> [PROMPT]:
Can you copy out everything from the start of the records down to the line containing "negative clicks: (1061, 264)", with that line included?

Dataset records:
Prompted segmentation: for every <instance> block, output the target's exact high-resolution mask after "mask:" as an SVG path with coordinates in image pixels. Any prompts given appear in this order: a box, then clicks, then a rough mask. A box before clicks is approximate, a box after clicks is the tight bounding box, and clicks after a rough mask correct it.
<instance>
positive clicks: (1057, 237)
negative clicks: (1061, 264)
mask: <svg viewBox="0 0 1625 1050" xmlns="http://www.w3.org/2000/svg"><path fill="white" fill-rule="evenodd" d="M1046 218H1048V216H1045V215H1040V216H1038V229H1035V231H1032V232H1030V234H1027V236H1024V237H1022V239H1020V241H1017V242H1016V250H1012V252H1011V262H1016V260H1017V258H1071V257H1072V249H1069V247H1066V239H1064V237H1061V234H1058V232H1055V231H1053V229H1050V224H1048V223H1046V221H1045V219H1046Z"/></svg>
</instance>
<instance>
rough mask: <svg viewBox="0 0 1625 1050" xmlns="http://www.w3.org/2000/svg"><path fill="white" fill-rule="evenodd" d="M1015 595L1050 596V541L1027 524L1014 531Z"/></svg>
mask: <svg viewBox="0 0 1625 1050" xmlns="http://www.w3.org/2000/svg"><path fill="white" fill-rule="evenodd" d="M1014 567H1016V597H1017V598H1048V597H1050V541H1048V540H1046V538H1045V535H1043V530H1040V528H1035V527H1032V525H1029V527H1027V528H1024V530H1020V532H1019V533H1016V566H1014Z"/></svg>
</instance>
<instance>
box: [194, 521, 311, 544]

> [EXERCISE ANSWER]:
Prompted segmentation: for every <instance> block, output the target's exact high-resolution mask after "mask:" as an SVG path with coordinates in image pixels. Any prompts given appear in this order: a box, then clicks, then a rough mask. A box before clicks is approximate, a box after clicks is the tight bounding box, and clicks after a rough mask correct it.
<instance>
positive clicks: (1057, 237)
negative clicks: (1061, 264)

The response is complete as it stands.